Fragmento de texto.
#####
Baggini reconoce que ciertos ’bienes espirituales’ como el consuelo ante la muerte y el sentido de comunidad, suelen ser más accesibles dentro de religiones organizadas. Las religiones proveen rituales, narrativas y apoyos colectivos que facilitan esas experiencias de trascendencia y significado compartido. Sin embargo, insiste en que muchos aspectos de la llamada vida espiritual son accesibles a ateos y agnósticos: el asombro ante la naturaleza, la búsqueda desinteresada del conocimiento, la entrega a los demás, la apreciación de la belleza, la práctica de la meditación, son caminos de trascendencia al alcance de cualquiera. En última instancia, la vía de la trascendencia ya sea en forma religiosa o secular, implica siempre reconocer que la vida buena no se agota en uno mismo: se realiza plenamente al vincularse con lo Otro, sea la Divinidad, la Humanidad, la Naturaleza o ideales que nos trascienden.
De hecho, la filósofa y novelista Iris Murdoch exploró esta trascendencia secular. No creyente en un Dios personal, propuso recuperar un horizonte espiritual sin reintroducir el teísmo. Contra el relativismo y el nihilismo, reivindicó el Bien con mayúscula, como centro de la realidad moral. En Metaphysics as a Guide to Morals (1992), escribió que ‘el Bien es la realidad de la que Dios era símbolo’. Para Murdoch, el Bien no es un ser sobrenatural, sino una orientación que nos convoca a la humildad, la atención amorosa al otro y la búsqueda incesante de perfección moral. Así, Murdoch reintrodujo en la ética secular la idea de reverencia: hay algo en el otro y en el acto correcto que merece respeto casi sagrado. En forma similar, el teólogo Paul Tillich en Dynamics of Faith (1957) definió la fe como la ‘preocupación última’. Tener fe, decía, no es simplemente creer doctrinas, sino comprometer la propia existencia en torno a algo que se convierte en lo más importante, en el valor supremo por el que uno estaría dispuesto a entregarse por completo. Todos tenemos alguna preocupación última, sea religiosa o secular, pero solo las que se orientan a valores supremos (Verdad, Justicia, Amor) otorgan plenitud. La trascendencia, entonces, puede vivirse como adhesión total a un valor que nos saca de nosotros mismos y nos vincula con lo Otro: la Humanidad, la Naturaleza, lo Eterno.
#####
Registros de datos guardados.
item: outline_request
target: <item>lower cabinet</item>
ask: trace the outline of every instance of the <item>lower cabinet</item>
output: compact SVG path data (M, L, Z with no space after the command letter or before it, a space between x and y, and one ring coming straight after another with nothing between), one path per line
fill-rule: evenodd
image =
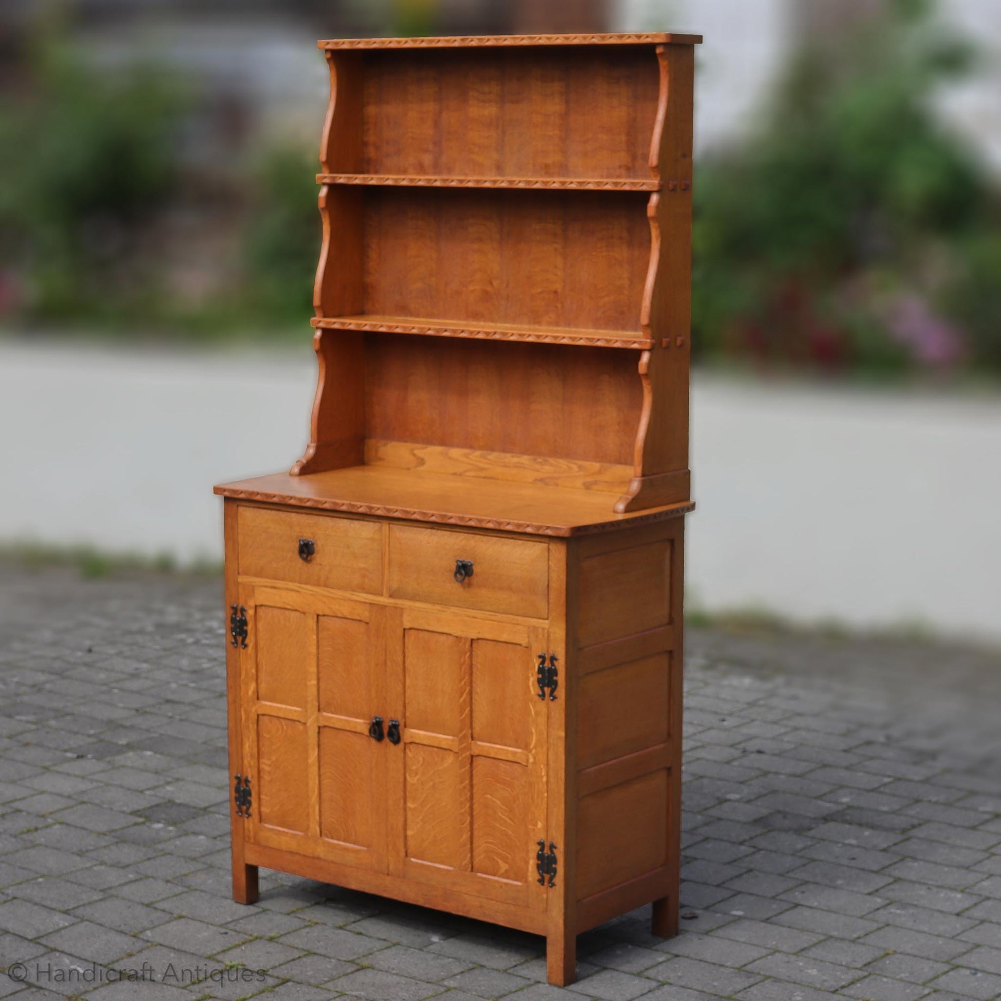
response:
M545 626L280 585L238 604L245 842L545 910Z
M677 933L681 520L226 504L234 899L265 867L496 922L546 936L555 984L636 908Z

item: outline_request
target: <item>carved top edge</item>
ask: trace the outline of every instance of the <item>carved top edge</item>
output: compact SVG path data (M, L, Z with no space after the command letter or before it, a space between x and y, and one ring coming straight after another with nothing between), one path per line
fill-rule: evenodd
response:
M571 344L584 347L620 347L649 350L648 337L604 337L593 333L542 333L533 330L492 330L489 328L434 326L419 323L392 323L353 318L313 317L314 327L327 330L358 330L370 333L412 333L432 337L465 337L474 340L517 340L534 344Z
M454 525L469 529L489 529L493 532L517 532L529 536L551 536L568 539L572 536L594 535L613 532L616 529L633 528L653 522L665 522L695 511L695 502L674 505L650 515L621 516L607 522L590 525L545 525L534 522L510 521L508 519L480 518L471 515L451 515L441 512L421 511L415 508L388 507L384 505L358 504L350 500L335 500L319 497L292 496L222 484L214 489L216 494L239 500L259 500L265 504L288 505L296 508L317 508L325 511L341 511L353 515L372 515L377 518L398 518L411 522L430 522L436 525Z
M634 32L598 35L446 35L427 38L327 38L320 49L504 48L514 45L699 45L702 35Z
M320 184L371 184L396 187L531 188L542 191L659 191L657 178L584 177L436 177L416 174L317 174Z

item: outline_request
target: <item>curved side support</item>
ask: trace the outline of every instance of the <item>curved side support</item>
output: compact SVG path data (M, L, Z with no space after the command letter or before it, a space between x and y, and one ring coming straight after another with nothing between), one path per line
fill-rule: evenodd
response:
M323 315L323 279L326 275L326 259L330 254L330 210L327 205L329 197L330 186L324 184L320 187L317 198L322 236L320 238L319 260L316 263L316 277L313 279L313 313L316 316ZM313 346L316 347L315 337L313 338Z
M668 120L668 97L671 92L671 74L668 72L668 47L657 46L657 62L661 69L661 89L657 98L657 118L650 142L650 172L661 177L661 146L664 142L664 123Z
M330 100L319 143L323 173L361 173L362 76L360 52L324 52Z
M692 49L659 45L661 92L651 168L662 190L647 207L651 258L640 311L654 346L640 356L643 410L633 479L616 512L676 504L690 496L689 350L692 294Z
M310 418L310 440L289 469L293 476L364 462L364 344L360 333L317 330L319 366Z
M651 312L654 307L654 294L657 291L657 279L661 270L661 196L652 194L647 202L647 218L650 220L650 266L647 269L647 280L643 286L643 302L640 304L640 328L645 337L653 337L651 332Z

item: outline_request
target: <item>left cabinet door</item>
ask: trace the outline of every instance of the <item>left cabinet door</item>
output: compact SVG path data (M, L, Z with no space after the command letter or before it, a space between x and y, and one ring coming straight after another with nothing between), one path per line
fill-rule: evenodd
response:
M270 585L239 600L247 841L384 871L384 609Z

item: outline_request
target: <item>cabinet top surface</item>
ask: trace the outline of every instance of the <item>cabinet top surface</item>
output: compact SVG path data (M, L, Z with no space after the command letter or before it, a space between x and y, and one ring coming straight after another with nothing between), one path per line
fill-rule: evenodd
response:
M602 490L512 483L377 465L293 476L285 472L215 487L222 496L318 508L441 525L569 537L677 518L695 505L667 505L617 515Z
M444 35L417 38L327 38L321 49L448 49L507 47L514 45L698 45L702 35L672 32L591 35Z

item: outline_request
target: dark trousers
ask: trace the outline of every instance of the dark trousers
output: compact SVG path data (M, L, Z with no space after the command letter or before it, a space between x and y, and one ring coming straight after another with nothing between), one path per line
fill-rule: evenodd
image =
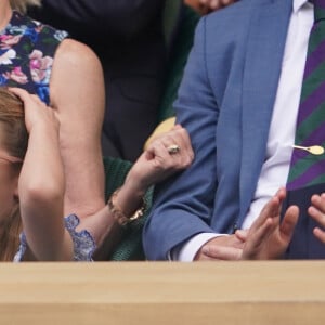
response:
#####
Tarea A.
Según el fragmento sobre la trascendencia, ¿por qué bienes espirituales como el consuelo ante la muerte y el sentido de comunidad suelen ser más accesibles dentro de las religiones organizadas? Responde en una a tres oraciones.
Tarea B.
Prosigue el fragmento sobre la trascendencia a partir de su última oración.

Respuesta A.
Son más accesibles porque las religiones organizadas proveen rituales, narrativas y apoyos colectivos. Esos recursos facilitan las experiencias de trascendencia y de significado compartido.

Respuesta B.
Conclusión: elegir con conciencia e integrar sin dogmas. Los tres caminos: razón científica, sabiduría práctica y trascendencia, no son excluyentes. Pueden integrarse en una vida que combine:
- Pensamiento crítico para evitar fanatismos y orientar creencias por evidencia;
- Disciplina ética con prácticas que forjan el carácter y nos sostienen en momentos de crisis;
- Apertura a lo que nos trasciende, religiosa o secularmente, para hallar propósito y humildad.
Vivir bien es una tarea activa. No podemos delegarla en la tradición, la ciencia o la moda espiritual. Nos corresponde deliberar, autoconocernos y comprometernos con un camino personal de sentido, aprendiendo de la sabiduría acumulada y aterrizándola en hábitos diarios. En un mundo complejo y sin certezas absolutas, quizá la mejor apuesta sea combinar lo mejor de estos enfoques y perseverar en una búsqueda honesta. Como advirtió el místico sufí Ibn Arabi en el siglo XIII:
No te apegues exclusivamente a una creencia en particular, de modo que desprecies las demás; de lo contrario, perderás mucho bien, e incluso no reconocerás la verdadera verdad del asunto.
En este espíritu de amplitud y humildad, podemos honrar la diversidad de caminos hacia una vida buena, sin fanatismos ni estrechez de miras, aprendiendo de todas las tradiciones y experiencias humanas. Porque quizás el Bien con mayúscula, esa luz que trasciende nuestras pequeñas verdades, nos convoque a componer una vida como obra inacabada hecha de conocimiento, virtud y trascendencia.